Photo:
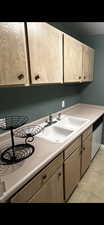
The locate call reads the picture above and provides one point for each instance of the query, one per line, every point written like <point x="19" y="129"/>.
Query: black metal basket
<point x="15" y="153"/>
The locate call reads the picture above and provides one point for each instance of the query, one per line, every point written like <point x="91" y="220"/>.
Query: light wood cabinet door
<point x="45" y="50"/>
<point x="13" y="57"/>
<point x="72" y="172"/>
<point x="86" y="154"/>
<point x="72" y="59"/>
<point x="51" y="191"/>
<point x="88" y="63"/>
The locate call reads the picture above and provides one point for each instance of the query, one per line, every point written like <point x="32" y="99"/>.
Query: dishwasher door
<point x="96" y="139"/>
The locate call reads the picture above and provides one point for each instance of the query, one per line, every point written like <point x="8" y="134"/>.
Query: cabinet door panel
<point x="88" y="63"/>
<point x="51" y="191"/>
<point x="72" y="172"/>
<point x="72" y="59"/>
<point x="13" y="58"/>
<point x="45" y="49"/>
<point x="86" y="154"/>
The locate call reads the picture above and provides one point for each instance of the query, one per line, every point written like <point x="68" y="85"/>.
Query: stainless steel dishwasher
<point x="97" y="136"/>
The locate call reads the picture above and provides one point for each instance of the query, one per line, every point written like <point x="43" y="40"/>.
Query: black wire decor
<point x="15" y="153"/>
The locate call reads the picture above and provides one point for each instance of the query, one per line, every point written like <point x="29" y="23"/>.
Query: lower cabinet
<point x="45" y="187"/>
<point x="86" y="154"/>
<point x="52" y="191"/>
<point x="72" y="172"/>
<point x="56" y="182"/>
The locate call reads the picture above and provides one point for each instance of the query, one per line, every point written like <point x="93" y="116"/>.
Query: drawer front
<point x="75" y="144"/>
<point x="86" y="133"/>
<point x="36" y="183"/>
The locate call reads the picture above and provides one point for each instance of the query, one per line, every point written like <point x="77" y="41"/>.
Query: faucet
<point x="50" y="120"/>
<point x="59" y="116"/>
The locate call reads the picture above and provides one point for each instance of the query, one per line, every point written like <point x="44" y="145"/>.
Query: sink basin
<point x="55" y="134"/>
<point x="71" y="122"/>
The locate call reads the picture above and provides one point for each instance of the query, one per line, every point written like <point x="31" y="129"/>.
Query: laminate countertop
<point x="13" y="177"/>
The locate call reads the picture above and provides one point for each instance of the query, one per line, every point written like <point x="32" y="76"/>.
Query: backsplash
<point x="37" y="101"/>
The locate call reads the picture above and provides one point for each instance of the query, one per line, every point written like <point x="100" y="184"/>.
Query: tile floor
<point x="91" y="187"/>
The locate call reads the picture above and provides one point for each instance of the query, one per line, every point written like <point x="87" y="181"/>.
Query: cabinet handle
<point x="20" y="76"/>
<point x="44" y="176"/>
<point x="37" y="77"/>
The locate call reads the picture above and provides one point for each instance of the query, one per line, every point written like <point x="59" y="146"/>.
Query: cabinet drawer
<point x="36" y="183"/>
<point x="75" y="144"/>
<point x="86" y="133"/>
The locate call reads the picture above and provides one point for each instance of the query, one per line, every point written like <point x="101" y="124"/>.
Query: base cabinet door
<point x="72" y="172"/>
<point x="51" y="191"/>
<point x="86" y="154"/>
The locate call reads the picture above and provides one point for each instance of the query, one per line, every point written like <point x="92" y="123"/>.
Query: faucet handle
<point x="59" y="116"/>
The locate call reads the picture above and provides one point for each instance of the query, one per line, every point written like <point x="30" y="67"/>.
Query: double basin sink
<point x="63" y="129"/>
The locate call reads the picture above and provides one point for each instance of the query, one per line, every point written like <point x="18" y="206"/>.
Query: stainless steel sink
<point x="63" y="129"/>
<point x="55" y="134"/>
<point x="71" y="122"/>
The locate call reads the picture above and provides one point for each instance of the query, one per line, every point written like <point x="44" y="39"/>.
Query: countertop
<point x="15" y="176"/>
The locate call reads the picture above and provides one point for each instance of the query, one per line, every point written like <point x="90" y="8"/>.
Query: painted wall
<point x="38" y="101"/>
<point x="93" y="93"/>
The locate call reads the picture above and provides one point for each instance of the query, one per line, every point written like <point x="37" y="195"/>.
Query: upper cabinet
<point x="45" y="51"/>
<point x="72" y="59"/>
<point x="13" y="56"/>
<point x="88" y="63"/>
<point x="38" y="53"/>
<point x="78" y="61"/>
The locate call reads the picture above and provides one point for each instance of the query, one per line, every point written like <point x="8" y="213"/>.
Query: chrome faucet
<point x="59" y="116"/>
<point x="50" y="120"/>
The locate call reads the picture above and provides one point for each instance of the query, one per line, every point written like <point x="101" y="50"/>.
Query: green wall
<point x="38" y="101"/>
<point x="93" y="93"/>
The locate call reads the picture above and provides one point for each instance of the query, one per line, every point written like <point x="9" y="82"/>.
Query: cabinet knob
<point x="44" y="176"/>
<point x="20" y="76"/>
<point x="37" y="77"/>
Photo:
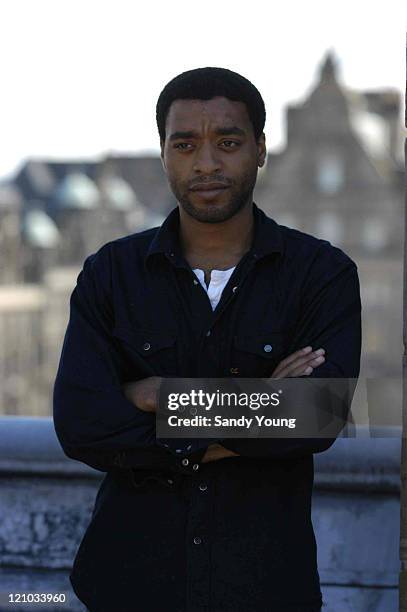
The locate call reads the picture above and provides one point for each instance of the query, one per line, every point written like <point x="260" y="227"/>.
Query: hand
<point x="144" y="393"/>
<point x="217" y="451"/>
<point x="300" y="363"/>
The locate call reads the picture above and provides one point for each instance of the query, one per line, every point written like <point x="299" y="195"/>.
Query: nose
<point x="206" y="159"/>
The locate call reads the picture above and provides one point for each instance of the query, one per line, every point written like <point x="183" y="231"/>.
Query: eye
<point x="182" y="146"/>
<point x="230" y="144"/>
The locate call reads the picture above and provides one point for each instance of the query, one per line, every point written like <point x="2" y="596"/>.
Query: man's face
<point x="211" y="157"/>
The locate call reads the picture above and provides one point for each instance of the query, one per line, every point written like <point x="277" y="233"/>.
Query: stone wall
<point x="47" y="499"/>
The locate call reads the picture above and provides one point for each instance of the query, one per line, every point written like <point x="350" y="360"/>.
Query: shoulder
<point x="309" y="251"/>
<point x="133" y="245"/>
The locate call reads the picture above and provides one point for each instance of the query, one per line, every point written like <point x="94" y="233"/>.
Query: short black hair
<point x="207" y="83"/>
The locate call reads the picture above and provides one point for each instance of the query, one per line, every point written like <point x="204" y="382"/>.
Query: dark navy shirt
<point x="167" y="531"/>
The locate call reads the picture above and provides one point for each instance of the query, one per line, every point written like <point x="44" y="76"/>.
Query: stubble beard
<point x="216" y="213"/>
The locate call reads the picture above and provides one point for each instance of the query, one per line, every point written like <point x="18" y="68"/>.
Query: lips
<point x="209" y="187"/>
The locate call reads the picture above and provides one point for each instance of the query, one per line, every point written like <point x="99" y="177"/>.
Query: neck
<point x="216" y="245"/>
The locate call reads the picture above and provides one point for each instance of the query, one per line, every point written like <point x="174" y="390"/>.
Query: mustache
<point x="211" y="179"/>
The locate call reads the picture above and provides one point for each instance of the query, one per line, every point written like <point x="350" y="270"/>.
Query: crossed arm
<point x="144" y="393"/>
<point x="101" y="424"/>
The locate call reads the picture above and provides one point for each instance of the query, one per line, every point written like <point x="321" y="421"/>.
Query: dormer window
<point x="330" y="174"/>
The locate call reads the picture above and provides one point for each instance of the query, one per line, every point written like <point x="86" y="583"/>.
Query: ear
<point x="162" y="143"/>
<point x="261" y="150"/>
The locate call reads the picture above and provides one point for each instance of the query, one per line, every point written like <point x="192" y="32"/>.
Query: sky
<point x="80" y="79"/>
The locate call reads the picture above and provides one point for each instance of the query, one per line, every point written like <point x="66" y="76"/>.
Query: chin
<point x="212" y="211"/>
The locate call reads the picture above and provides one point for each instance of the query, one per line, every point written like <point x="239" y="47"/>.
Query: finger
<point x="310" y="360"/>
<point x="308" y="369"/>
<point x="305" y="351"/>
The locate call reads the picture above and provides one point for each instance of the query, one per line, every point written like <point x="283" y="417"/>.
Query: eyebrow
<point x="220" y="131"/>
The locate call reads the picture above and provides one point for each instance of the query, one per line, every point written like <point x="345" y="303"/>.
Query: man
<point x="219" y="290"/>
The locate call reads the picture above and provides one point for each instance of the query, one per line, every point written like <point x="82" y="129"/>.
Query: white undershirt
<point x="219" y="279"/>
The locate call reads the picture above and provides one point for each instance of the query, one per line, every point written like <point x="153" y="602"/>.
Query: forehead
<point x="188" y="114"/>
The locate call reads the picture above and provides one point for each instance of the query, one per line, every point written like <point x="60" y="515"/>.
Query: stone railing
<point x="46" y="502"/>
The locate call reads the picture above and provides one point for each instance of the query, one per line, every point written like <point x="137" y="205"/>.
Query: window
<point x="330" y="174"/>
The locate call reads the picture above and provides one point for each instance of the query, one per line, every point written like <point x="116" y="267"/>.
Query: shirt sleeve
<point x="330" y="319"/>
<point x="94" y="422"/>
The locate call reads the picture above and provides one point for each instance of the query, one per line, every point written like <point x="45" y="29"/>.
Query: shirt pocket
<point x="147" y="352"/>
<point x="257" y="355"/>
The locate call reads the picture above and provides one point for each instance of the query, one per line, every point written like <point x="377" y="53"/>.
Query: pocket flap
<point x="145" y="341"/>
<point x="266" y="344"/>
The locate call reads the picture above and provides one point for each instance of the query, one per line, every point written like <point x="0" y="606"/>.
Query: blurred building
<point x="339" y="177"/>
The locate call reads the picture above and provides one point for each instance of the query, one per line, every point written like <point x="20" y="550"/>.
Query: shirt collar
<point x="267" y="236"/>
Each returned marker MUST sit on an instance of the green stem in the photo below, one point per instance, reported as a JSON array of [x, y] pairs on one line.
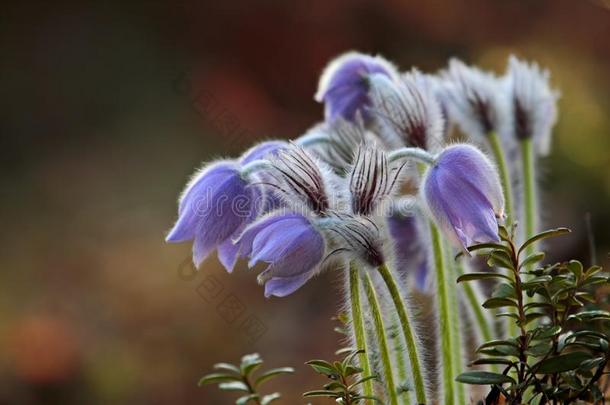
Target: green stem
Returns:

### GIVEN EXERCISE
Quote precisely the lines of the data from the line containing "Each returned marker" through its final line, both included, excluding pictures.

### EXERCISE RESPONSE
Each returned marker MUST sit on an instance of the green stem in the photo below, one point per instance, reported as a JSON array of [x, y] pairs on one line.
Target: green stem
Returns:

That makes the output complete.